EXERCISE MATERIALS:
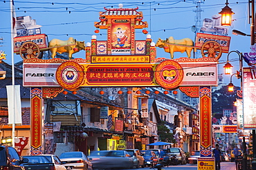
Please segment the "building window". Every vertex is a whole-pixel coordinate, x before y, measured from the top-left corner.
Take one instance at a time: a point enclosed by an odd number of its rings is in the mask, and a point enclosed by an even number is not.
[[[100,122],[100,109],[91,107],[91,122]]]

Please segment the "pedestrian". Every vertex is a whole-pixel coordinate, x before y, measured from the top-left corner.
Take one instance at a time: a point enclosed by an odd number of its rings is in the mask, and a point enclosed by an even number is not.
[[[238,156],[239,154],[239,151],[238,150],[238,147],[237,146],[235,146],[235,147],[234,148],[234,151],[233,151],[233,154],[235,156],[235,169],[237,169],[238,167]]]
[[[215,169],[221,169],[221,150],[219,148],[219,144],[215,145],[215,149],[213,149],[213,156],[215,158]]]

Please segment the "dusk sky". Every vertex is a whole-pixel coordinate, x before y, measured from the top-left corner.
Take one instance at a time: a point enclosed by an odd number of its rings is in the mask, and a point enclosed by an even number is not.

TASK TO CARRY OUT: Transcribe the records above word for word, omitting the pictures.

OUTPUT:
Please segment the "building window". Every vertex is a whole-pixel coordinate, x before y, measured from the top-left corner.
Take one instance at a time: a point enclosed by an odd number of its rings is in the mask, and a point enclosed by an even number is not.
[[[100,122],[100,109],[91,107],[91,122]]]

Please segment the "pedestrian". Every vertex is a whole-pixel coordinate, x before y, measured from the top-left corner.
Take one instance at a time: a point enclosed by an odd number of its rings is in the mask, and a point enclosed by an even number is not.
[[[238,156],[239,154],[239,151],[238,150],[238,147],[237,146],[235,146],[235,147],[234,148],[234,151],[233,151],[233,154],[235,156],[235,169],[237,169],[238,167]]]
[[[215,169],[221,169],[221,150],[219,148],[219,144],[215,145],[215,149],[213,149],[213,156],[215,158]]]

Please segment the "dusk sky". Every vertex is a whole-pixel coordinate, x before y, measured from the top-left corner.
Take one instance at a time: a point enclosed by an odd number of its rings is in the mask, and a point enclosed by an even number is not.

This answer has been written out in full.